THE TASK
The word "between" occurs in some lines of the data. Return each such line.

DATA PROVIDED
☆ ☆ ☆ ☆

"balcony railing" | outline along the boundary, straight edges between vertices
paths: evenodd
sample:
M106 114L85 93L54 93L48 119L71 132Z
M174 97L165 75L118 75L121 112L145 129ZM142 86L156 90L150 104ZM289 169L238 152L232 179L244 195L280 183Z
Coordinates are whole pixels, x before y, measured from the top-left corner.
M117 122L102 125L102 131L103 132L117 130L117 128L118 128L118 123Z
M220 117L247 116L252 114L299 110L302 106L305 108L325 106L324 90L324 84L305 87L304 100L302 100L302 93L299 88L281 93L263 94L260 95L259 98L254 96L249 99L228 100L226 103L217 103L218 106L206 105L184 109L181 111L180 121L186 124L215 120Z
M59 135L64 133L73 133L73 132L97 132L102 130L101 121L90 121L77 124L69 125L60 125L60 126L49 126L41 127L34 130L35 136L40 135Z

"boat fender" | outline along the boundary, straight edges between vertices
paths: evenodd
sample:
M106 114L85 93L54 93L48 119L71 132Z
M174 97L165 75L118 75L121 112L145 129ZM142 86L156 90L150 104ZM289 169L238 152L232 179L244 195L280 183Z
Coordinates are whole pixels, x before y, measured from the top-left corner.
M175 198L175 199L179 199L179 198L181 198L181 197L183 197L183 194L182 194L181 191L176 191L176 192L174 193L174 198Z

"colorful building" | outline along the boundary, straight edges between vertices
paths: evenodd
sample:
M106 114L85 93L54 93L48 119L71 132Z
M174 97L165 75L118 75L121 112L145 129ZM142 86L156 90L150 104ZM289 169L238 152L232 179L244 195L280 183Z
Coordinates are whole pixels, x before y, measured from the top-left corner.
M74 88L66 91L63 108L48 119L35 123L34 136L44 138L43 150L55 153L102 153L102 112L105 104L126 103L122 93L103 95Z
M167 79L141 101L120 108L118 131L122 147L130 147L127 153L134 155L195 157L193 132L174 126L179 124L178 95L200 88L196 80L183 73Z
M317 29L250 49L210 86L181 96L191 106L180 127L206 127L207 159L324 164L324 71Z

☆ ☆ ☆ ☆

REPLY TO THE TASK
"balcony railing" | outline along the boundary, straight edges between vertices
"boat fender" | outline along the boundary, straight edges between vertices
"colorful building" | outline along the boundary, straight edges between vertices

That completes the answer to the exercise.